> _Tasks_:
1. Decide whether each statement below agrees with the forum thread about Chuck Schuldiner's solo effect. Answer yes or no for each, and quote the words from the thread that decide it. (a) The opening post names the intro to "Trapped In A Corner" as an example of the effect. (b) Xtremevillan recalls that the effect was heavy distortion. (c) stuh84 listened to a live version of "Trapped In A Corner".
2. Print the part of the forum thread about Chuck Schuldiner's solo effect that begins at the words "I saw a video" and stops after "on the album.".

> _Document segment_:
———
# What is that effect Chuck used on his solos?



## Naren (Jul 31, 2008)

I've actually wondered this for a very long time now, but almost every solo by Chuck Schuldiner of Death has this weird effect on it and I have no idea what it is. An example that comes to mind would be the intro to "Trapped In A Corner" (off "Individual Thought Patterns"), but he literally uses it on every single album, on pretty much every single solo. I don't know how to describe it, but it sounds kinda phased, almost kinda harmonized or "chorus," but... if you're a fan, you should know what I'm talking about.


----------



## stuh84 (Jul 31, 2008)

I know what you mean, by the sounds of it, I think he will have double tracked the leads, its got that sort of slightly phasey sound when notes aren't played exactly in time with each other. Thats more of a hunch than anything though.


----------



## ire_works (Jul 31, 2008)

Well , you can definately hear him double his leads on Sound Of Perserverence , but on the parts he did on _Voice Of The Soul_ , he did octaves of the lead lines , so that might be what we're hearing.


----------



## Xtremevillan (Jul 31, 2008)

IIRC it was "slight reverb"


----------



## stuh84 (Jul 31, 2008)

Xtremevillan said:


> IIRC it was "slight reverb"



Yeah but thats not whats changing the sound, I'm pretty sure its double tracking all parts that makes them sound quite weird.


----------



## Naren (Jul 31, 2008)

ire_works said:


> Well , you can definately hear him double his leads on Sound Of Perserverence , but on the parts he did on _Voice Of The Soul_ , he did octaves of the lead lines , so that might be what we're hearing.



No, I'm not talking about an octave difference or even a harmonized lead.

I saw a video of Death playing live and the second guitarist was playing rhythm guitar, he was playing the lead, and the solo was played with the same effect as on the album.

I do know what some people are saying about it sounding like a doubled lead, but it doesn't sound like a normal doubled lead. In fact, it doesn't sound really like a doubled lead at all. It has a little of that kind of a sound to it, but...

I really wonder what it was. There are solos on the Death records that are harmonized, whether by octaves or other intervals, but that's definitely not what I'm talking about.


----------



## stuh84 (Jul 31, 2008)

Do you have any live examples, as I listened to a studio version of Trapped In A Corner, and that was definitely harmonized


----------



## Elysian (Jul 31, 2008)
———
[Rows taken from a pointing dataset]
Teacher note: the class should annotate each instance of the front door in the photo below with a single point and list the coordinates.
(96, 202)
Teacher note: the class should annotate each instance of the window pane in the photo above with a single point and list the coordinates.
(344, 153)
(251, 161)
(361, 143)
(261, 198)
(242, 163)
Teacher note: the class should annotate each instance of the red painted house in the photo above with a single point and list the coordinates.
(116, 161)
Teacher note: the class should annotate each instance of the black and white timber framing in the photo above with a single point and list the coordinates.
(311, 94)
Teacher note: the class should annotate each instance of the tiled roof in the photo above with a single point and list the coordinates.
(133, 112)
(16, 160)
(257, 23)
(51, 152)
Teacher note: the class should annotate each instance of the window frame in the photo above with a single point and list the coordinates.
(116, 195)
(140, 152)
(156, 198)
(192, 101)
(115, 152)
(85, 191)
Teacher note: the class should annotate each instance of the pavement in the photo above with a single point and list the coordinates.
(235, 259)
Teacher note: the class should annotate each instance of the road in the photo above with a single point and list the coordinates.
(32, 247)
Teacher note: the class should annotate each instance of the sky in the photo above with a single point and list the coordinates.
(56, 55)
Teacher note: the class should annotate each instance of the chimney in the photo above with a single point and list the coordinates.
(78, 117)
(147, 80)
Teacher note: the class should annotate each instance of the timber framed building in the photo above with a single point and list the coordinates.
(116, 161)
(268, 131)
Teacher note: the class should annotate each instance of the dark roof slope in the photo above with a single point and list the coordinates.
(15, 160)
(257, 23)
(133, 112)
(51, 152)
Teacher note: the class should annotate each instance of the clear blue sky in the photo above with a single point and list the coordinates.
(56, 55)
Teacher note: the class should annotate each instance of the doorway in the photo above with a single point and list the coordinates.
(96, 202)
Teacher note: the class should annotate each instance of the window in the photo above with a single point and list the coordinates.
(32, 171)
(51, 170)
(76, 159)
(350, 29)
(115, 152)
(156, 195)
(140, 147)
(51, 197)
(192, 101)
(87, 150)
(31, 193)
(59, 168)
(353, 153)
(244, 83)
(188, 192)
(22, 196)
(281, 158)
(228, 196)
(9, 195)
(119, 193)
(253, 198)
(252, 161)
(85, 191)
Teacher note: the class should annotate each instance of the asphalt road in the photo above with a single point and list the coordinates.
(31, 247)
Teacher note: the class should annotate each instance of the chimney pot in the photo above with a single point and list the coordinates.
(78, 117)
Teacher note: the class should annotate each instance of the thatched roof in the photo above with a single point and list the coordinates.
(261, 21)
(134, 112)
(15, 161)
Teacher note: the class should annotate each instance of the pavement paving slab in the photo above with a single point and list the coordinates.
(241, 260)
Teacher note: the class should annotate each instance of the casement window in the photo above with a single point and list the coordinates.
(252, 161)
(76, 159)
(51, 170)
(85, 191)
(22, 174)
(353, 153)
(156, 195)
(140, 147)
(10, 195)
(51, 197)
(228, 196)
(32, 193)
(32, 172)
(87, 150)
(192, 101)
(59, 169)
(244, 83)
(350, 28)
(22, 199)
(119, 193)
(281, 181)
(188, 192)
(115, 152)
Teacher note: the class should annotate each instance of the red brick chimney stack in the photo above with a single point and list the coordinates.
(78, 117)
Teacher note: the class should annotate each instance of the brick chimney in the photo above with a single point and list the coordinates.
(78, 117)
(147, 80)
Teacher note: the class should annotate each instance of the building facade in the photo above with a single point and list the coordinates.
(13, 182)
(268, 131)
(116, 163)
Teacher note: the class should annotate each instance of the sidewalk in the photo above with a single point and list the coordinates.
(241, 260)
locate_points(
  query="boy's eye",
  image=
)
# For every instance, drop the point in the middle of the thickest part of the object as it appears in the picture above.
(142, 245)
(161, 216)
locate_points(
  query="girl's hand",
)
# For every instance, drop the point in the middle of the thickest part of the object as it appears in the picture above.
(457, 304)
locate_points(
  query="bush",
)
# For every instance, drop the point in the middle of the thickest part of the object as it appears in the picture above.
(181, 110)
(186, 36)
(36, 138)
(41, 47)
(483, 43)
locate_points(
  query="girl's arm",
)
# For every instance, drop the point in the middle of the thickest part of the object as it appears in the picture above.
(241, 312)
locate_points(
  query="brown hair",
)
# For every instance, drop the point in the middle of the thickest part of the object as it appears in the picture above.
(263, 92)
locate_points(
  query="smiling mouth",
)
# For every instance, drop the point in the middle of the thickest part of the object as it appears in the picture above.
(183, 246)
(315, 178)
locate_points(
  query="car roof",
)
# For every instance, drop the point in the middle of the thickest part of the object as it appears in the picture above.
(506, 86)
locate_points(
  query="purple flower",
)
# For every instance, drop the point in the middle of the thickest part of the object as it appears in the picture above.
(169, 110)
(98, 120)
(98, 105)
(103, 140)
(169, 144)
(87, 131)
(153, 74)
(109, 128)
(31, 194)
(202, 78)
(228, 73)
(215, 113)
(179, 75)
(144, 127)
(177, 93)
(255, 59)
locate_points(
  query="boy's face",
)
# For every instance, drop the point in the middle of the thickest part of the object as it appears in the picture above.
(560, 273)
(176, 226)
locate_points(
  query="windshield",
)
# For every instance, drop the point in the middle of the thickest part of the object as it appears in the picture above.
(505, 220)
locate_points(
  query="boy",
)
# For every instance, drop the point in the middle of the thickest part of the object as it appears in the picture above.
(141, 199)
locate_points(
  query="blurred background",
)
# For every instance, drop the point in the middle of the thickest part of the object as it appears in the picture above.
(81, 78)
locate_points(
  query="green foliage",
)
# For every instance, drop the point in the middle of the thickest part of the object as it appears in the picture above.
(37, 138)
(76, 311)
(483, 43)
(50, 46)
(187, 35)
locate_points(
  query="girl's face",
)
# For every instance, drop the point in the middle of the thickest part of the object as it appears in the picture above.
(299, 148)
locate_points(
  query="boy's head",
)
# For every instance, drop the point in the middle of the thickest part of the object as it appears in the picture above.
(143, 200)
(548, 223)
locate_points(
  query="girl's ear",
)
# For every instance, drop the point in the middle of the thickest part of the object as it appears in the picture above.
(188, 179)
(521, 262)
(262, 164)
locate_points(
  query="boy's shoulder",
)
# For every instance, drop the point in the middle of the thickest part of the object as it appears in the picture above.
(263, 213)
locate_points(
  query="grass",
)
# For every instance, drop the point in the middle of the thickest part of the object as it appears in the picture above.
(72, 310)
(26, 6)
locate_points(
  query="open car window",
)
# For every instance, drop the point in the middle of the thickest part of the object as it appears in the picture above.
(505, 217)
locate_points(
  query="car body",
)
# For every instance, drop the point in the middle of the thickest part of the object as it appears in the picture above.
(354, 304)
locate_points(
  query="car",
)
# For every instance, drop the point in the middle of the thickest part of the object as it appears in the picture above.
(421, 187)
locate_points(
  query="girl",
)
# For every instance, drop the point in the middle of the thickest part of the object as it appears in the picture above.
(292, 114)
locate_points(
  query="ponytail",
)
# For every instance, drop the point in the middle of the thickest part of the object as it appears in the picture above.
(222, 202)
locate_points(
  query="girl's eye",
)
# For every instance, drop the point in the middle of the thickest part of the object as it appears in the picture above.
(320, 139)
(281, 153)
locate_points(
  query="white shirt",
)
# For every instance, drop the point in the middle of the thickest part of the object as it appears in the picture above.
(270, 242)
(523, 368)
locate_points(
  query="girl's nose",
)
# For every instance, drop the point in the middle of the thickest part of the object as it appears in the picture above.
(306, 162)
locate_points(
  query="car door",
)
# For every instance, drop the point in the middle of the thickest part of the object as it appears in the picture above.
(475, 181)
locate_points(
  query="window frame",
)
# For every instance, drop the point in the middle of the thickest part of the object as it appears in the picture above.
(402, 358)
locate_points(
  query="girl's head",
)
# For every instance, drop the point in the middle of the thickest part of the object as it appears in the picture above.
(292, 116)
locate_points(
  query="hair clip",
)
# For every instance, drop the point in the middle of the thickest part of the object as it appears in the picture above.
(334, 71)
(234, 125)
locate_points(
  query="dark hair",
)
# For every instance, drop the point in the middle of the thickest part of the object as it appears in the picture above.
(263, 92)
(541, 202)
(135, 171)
———
> _Expected answers_:
1.
(a) Yes: "An example that comes to mind would be the intro to "Trapped In A Corner""
(b) No: "IIRC it was "slight reverb""
(c) No: "I listened to a studio version of Trapped In A Corner, and that was definitely harmonized"

2.
I saw a video of Death playing live and the second guitarist was playing rhythm guitar, he was playing the lead, and the solo was played with the same effect as on the album.